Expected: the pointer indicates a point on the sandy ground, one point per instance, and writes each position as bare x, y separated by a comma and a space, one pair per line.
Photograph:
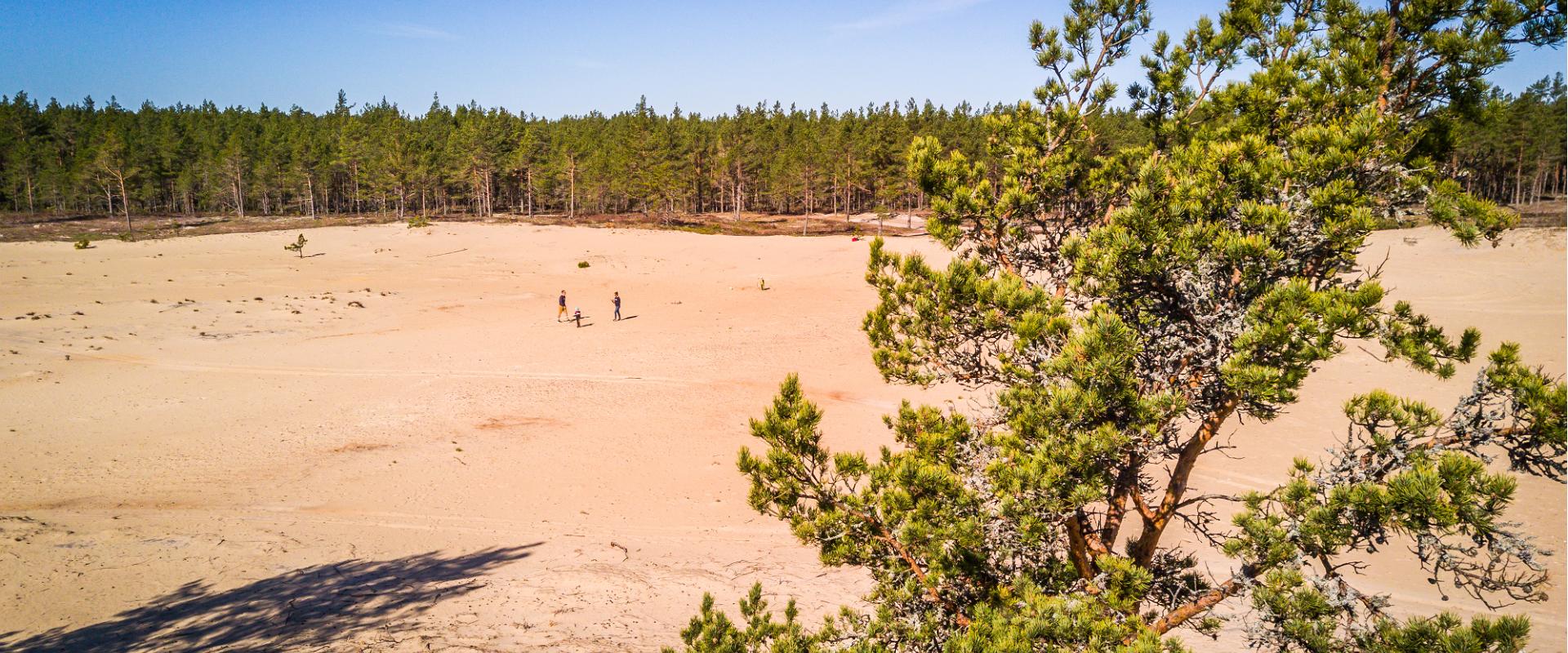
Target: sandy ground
394, 445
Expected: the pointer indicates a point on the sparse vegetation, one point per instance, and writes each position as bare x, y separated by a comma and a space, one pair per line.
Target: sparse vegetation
296, 247
1117, 309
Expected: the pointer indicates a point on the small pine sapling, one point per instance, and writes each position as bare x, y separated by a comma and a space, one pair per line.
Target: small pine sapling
296, 247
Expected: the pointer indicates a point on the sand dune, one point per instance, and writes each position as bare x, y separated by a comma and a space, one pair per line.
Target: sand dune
394, 445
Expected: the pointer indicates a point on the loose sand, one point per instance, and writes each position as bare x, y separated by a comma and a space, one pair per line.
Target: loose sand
209, 442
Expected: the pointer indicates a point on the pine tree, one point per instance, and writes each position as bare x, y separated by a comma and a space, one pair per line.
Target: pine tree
1121, 306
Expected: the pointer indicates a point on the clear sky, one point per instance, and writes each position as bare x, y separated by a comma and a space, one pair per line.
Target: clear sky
550, 57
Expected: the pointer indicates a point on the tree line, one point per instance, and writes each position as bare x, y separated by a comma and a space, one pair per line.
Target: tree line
376, 158
1512, 153
90, 158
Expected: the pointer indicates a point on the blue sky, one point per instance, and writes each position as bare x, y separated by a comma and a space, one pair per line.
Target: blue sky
549, 58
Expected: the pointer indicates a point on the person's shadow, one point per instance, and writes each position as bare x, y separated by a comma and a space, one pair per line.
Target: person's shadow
306, 608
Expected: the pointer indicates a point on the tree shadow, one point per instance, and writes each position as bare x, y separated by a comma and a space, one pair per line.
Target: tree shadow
305, 608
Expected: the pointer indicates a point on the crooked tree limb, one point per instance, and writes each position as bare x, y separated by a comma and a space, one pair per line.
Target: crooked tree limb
1205, 602
1153, 528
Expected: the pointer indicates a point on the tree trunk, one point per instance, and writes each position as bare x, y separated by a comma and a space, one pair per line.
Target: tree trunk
124, 201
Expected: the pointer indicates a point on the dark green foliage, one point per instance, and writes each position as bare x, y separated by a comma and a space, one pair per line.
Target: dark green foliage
712, 632
468, 158
296, 247
1114, 306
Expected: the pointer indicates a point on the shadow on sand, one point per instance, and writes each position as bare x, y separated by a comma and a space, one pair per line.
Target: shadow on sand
306, 608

DIRECTIONS:
Reproduce all of the lines above word for word, leaving out the pictures.

EXERCISE ANSWER:
Expected: the pointer indicates a point on the sandy ground, one point per instance, and writes each position as bare x, y separated by a comma and a space, one pair per line.
Photograph:
Target: sandy ground
394, 445
Expected: the pointer indicates a point on the sparse vegetation, one point per instance, and writes each position as bare x, y separated by a comma and a space, one pair per line.
Target: sparse vegetation
296, 247
1117, 309
Expected: the pointer indicates a point on the small pine sapling, one point per instance, and writes each position as bare x, y separated by a comma and a space, one pair per line.
Target: small pine sapling
296, 247
Expected: the pointer indicates a point on the sand dune, one point per instance, and writes each position as bare x, y separated by a comma and a space, one pair per line.
Target: sand dune
394, 445
Expected: the pointer indicates a point on the loose sand, one point per instance, and writes each position as bare x, y separated by a comma and a space, one pair per line.
Target: loose sand
209, 442
Expected: the pointer indicates a point on the pine tree, one point per instance, and writes each position as bare x, y separated by a comma and a space, one pair per line.
Target: pine tree
1121, 306
Expected: the pointer indicates a point on the clear sky, one point per instance, and writes each position as bare x, y separated by a comma and a space, one pair per line.
Target: clear sky
550, 57
Expected: the pointer indicates a point on the tree line, one point per instance, and writes each position as bare x, y separated by a comma and a space, one pair per line.
Target: tree line
376, 158
1512, 153
90, 158
Expected: the pointer indicates a point on the blue sky, one point per instance, and writes each position as bare x, y separated by a comma and a space, one pair per line.
Target: blue sky
549, 58
Expected: the pointer indicates a point on the person's shadow, one point per instance, and writes each position as bare x, y separated by a comma and a space, one pair per line.
Target: person's shadow
306, 608
Expected: the pointer indicates a point on the tree shadow, one point per instance, and writes each position as bare x, y separated by a comma and a space, one pair per line.
Target: tree shadow
305, 608
Expected: the pointer indicates a point on the crooked tree limb, one point per instance, and writes each position as bare x, y separated by a comma and a space, one pair per line.
Target: crooked tree limb
1205, 602
1153, 528
Expected: the pointer indicates a point on the tree trunk, one point per instance, and writes each position as bare x, y separated by a comma and a space, one pair per line.
Target: tree trunk
124, 201
Expected: the pointer indicates a point on the dark green foliage, one point per instance, and writes each position as bare x, y separated by a comma and a space, one pair per line.
Target: dark green foliage
712, 632
468, 158
296, 247
1114, 306
Expected: the pointer indicates a point on the shadow on sand, one point per instance, and writes each position as bare x, y separated by a comma and a space, one pair per line.
Target: shadow on sand
306, 608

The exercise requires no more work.